• TEXT BLOCK
________________________

Some of Intel Corp.'s tiny devices could one day have a big impact on the environment.
David R. Baker, Chronicle Staff Writer, Friday, December 5, 2008
The computer chipmaker on Friday offered reporters a glimpse of its research into products such as chip-size sensors that monitor air quality while riding piggyback on street-sweepers. Or cell phones that recharge themselves with energy "scavenged" from the environment.
Sensing
Intel has designed tiny sensors that can continuously analyze pollution. The company has tested a version of this technology in San Francisco, putting the sensors in small boxes attached to street-sweeping machines. A transmitter connected to the sensor relays the data to whoever needs it. Distributed around the globe, these devices could give scientists up-to-the-minute details of air quality worldwide. "We could, in fact, litter the planet with these things," Rattner said. "Why can't we have these sensors on your cell phones?"
'Free' energy
Intel is developing devices that can tap the energy in the environment around them. Sunlight is one possibility, but so are television signals, cell phone towers and body heat. The amounts of energy captured at any one time would be very small, so the devices would need to act as "scavengers," storing up energy until they had enough to perform a specific task.

________________________

• INPUT DATA
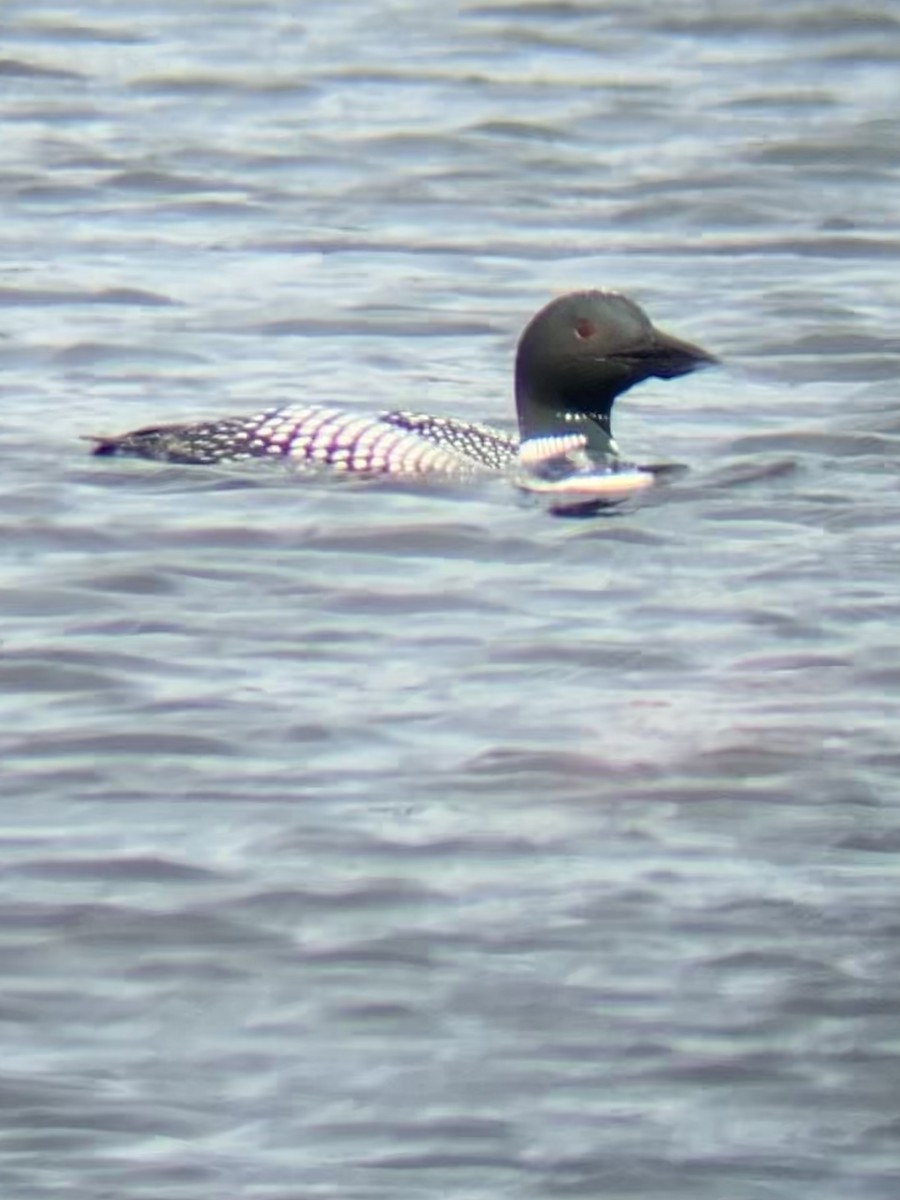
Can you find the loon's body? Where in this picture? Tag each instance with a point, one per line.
(575, 357)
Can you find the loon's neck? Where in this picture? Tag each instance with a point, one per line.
(552, 413)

________________________

• WHAT THIS EXERCISE ASKS
**a)** From the article on Intel's research, extract the passage starting with "Some of Intel" and going on through "from the environment.".
**b)** According to the article on Intel's research, does each statement hold? Answer yes or no for each, and quote the words that decide it.
(i) Intel tested its pollution sensors in San Francisco on street-sweeping machines.
(ii) The devices would capture large amounts of energy at any one time.
(iii) Body heat is one of the energy sources the devices might tap.
**c)** Carry on the article on Intel's research from the point where it stops.

• ANSWER SECTION
**a)**
Some of Intel Corp.'s tiny devices could one day have a big impact on the environment.
David R. Baker, Chronicle Staff Writer, Friday, December 5, 2008
The computer chipmaker on Friday offered reporters a glimpse of its research into products such as chip-size sensors that monitor air quality while riding piggyback on street-sweepers. Or cell phones that recharge themselves with energy "scavenged" from the environment.

**b)**
(i) Yes: "The company has tested a version of this technology in San Francisco, putting the sensors in small boxes attached to street-sweeping machines."
(ii) No: "The amounts of energy captured at any one time would be very small"
(iii) Yes: "Sunlight is one possibility, but so are television signals, cell phone towers and body heat."

**c)**
Wireless Identification and Sensing Platform (WISP)
This concept merges sensing and energy scavenging. Intel is researching sensors that would store up energy until they had enough to run a built-in data transmitter. Again, because the amount of power involved would be small, the transmitter would have very limited range. But it could still be useful. Rattner gave an example of a medical implant monitoring a patient's health and transmitting data to a doctor by shipping that data to a cell phone near the implant.
Adaptive power
Energy demand in a computer or a data center isn't constant - it increases or decreases depending on what tasks the gear is performing. Intel is trying to develop processors that can follow changes in energy demand microsecond by microsecond (one millionth of a second), minimizing the amount of electricity lost to idling.